Page excerpt —
[Start of section]

There are also the risk factors over which you do have a certain amount of control. These consist of, among others, the following:

  • Smoking
  • Blood lipids levels (cholesterol)
  • Blood pressure
  • Weight
  • Diet  (sodium, fat and sugar intake)

For example, modestly reducing salt intake will cut down on the risk for cardiovascular disease.[4] Lowering your cholesterol can lower the risk of developing CAD, as can losing weight if you are overweight or obese. Quitting smoking would significantly reduce your chance of developing CAD more than any other change.

People with type 2 diabetes who are more likely to develop CAD include those who experience:

  • Obesity
  • Central adiposity in which fat is carried around the waist
  • High LDL cholesterol and triglycerides
  • High blood pressure


Atherosclerosis puts you at risk for developing coronary artery disease, which can progress to coronary artery disease. One form of CAD is angina pectoris. The primary symptom are chest pains that can become very intense. The pain is indicative of the fact that your heart muscle is continuing to work very hard but it lacks the necessary blood supply.[5] The pain may also occur in the left shoulder and down the arm or around the neck or jaw area.

Other symptoms include a feeling of pressure in the chest, perspiration, shortness of breath, and feeling nauseated.

If the blood to the heart is completely cut off, a heart attack will occur. The symptoms are virtually the same as angina pectoris and is usually very painful. However, some diabetics with autonomic neuropathy do not suffer from chest pain or angina because of the nerve damage. The first symptom of CAD in many of these cases is a “silent heart attack” that occurs once an artery becomes completely blocked.

Sometimes there might be a small warning that CAD exists if there is angina pectoris. Angina pectoris is the temporary pain or discomfort in your heart muscle that occurs when the blood circulation to the heart is poor.

How can the Heart be Assessed?

The best way to detect cardiovascular disease is through medical tests like the following:

  • Electrocardiogram: The painless and quick electrocardiogram (referred to as an ECG or EKG) is a very commonly performed test. It tells the doctor to a certain extent what has happened to your heart, and sometimes, what is happening at the current time. It is not, however, intended to be predicative of what might happen.

[End of section]

Referring expression data
[Start of section]

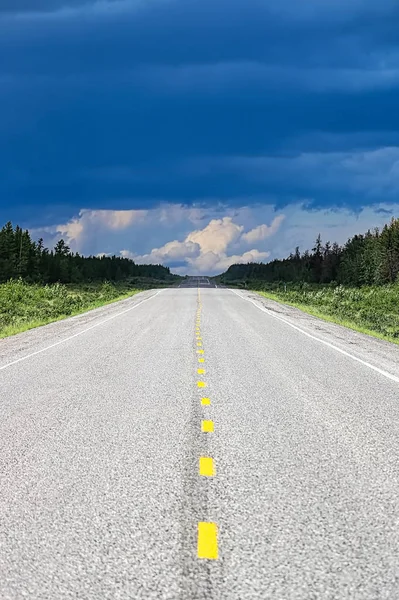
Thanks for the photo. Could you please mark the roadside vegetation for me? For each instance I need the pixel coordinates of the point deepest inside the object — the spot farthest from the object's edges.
(24, 306)
(38, 285)
(356, 285)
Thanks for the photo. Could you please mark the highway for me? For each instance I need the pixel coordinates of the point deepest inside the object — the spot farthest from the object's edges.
(198, 443)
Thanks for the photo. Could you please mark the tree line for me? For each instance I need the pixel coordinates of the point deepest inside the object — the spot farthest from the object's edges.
(20, 257)
(366, 259)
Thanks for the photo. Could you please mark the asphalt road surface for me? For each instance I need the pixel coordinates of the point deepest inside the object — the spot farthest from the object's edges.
(113, 484)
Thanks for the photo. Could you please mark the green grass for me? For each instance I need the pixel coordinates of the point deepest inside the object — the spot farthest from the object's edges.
(373, 310)
(24, 306)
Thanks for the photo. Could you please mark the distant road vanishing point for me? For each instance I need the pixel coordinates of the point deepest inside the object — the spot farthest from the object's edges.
(198, 443)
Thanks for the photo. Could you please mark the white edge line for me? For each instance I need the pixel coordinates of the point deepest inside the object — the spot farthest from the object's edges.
(313, 337)
(14, 362)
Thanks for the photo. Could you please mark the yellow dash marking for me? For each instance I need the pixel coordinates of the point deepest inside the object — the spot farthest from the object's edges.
(207, 468)
(207, 540)
(207, 426)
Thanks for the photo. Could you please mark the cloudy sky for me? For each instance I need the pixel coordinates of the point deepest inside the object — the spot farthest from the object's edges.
(198, 133)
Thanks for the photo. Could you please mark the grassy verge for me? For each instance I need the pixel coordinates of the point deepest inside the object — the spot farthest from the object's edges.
(25, 306)
(372, 310)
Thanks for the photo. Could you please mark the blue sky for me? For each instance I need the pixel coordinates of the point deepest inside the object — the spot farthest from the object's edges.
(198, 133)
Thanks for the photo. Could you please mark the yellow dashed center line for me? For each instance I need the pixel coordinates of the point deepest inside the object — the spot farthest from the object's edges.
(206, 467)
(207, 543)
(207, 426)
(207, 540)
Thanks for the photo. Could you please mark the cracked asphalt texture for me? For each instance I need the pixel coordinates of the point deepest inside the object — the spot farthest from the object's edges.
(100, 438)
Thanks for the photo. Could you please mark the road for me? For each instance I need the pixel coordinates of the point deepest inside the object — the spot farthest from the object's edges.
(101, 485)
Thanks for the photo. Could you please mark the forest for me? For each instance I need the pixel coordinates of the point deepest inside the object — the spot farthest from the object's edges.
(20, 257)
(366, 259)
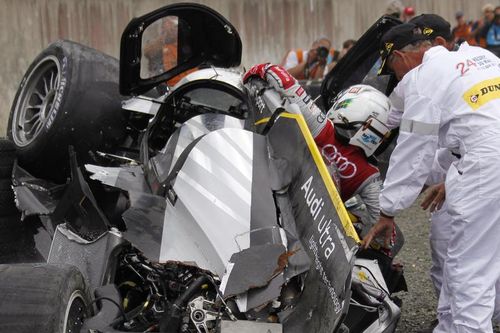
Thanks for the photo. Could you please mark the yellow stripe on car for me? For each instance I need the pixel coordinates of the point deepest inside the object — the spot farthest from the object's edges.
(325, 175)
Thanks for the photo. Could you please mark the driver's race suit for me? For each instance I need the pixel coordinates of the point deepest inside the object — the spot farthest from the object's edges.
(452, 101)
(356, 174)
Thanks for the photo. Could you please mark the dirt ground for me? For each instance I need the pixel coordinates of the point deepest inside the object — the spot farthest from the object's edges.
(420, 302)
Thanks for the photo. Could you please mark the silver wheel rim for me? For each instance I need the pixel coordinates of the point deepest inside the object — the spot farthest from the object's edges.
(36, 101)
(75, 313)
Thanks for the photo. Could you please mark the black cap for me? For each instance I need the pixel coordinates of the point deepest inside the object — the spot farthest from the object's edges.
(395, 39)
(432, 26)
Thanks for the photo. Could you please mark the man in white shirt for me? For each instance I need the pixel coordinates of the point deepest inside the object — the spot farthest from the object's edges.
(451, 100)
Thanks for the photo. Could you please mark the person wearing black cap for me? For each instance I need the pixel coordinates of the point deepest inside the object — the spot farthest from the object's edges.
(451, 100)
(436, 29)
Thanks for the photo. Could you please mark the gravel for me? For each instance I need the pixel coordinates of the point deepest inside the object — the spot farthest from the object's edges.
(420, 302)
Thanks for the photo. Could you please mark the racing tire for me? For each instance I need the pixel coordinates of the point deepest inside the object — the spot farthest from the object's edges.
(68, 96)
(7, 203)
(7, 158)
(42, 298)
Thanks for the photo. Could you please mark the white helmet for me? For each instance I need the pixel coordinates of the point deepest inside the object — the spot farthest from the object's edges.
(360, 115)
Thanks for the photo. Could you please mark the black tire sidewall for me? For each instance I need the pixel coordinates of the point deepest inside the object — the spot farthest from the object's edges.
(35, 296)
(86, 114)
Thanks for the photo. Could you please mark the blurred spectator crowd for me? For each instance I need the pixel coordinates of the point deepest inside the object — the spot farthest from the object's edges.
(321, 57)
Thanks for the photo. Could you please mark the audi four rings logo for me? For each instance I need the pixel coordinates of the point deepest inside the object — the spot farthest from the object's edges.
(346, 168)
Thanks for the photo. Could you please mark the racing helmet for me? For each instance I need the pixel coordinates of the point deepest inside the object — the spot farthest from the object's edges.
(359, 114)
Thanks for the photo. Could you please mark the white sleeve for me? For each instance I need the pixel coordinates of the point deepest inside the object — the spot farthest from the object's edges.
(291, 60)
(396, 112)
(440, 165)
(412, 159)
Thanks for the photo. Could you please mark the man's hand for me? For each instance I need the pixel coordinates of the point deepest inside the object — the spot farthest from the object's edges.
(434, 197)
(384, 227)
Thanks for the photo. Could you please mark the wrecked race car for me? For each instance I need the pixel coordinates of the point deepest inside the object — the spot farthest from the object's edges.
(192, 212)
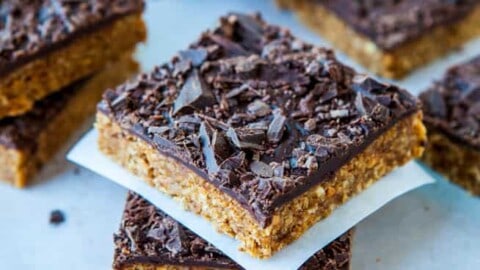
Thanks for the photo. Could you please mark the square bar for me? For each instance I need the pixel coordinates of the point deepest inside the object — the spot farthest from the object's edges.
(452, 116)
(150, 239)
(260, 133)
(391, 38)
(28, 141)
(46, 45)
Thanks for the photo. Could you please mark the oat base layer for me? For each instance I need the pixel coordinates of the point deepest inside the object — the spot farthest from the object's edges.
(20, 166)
(400, 144)
(82, 56)
(392, 64)
(457, 162)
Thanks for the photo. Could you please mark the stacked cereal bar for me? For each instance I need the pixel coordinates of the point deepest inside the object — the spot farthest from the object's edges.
(452, 116)
(392, 37)
(56, 58)
(258, 132)
(150, 239)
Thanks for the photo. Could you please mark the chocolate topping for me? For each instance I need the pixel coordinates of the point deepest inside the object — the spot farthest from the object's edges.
(294, 109)
(21, 132)
(452, 105)
(147, 235)
(29, 28)
(390, 23)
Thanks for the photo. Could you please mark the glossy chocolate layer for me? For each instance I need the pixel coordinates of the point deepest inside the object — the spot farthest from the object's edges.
(21, 132)
(149, 236)
(258, 113)
(452, 104)
(30, 28)
(390, 23)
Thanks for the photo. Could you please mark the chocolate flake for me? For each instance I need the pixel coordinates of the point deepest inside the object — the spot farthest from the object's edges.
(259, 108)
(196, 56)
(246, 138)
(57, 217)
(195, 93)
(276, 128)
(261, 169)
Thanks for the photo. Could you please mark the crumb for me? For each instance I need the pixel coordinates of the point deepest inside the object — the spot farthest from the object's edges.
(57, 217)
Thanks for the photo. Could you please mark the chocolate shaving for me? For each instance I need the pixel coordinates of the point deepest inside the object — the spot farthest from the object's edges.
(196, 56)
(195, 93)
(246, 138)
(261, 169)
(259, 108)
(276, 128)
(208, 148)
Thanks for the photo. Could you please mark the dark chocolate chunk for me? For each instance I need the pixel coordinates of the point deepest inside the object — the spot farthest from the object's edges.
(259, 108)
(208, 138)
(243, 118)
(57, 217)
(195, 93)
(195, 56)
(261, 169)
(246, 138)
(276, 128)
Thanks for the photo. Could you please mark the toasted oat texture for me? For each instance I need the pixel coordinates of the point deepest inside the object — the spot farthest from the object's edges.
(397, 62)
(401, 143)
(150, 239)
(457, 162)
(23, 153)
(85, 54)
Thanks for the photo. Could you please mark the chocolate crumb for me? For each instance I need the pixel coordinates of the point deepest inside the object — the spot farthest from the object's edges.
(57, 217)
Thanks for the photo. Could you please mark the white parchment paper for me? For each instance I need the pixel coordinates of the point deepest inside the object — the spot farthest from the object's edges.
(411, 176)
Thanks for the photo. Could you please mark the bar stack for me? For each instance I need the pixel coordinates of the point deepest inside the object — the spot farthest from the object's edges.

[End of section]

Exercise details —
Decide whether each statement agrees with the text on coronary artery disease: (a) quitting smoking lowers the chance of developing CAD more than any other change; (b) the pain of angina pectoris is felt only in the chest; (c) some diabetics with autonomic neuropathy do not suffer from chest pain because of nerve damage. Give yes or no for each, with the deciding words quoted from the text.

Solved exercise —
(a) Yes: "Quitting smoking would significantly reduce your chance of developing CAD more than any other change."
(b) No: "The pain may also occur in the left shoulder and down the arm or around the neck or jaw area."
(c) Yes: "However, some diabetics with autonomic neuropathy do not suffer from chest pain or angina because of the nerve damage."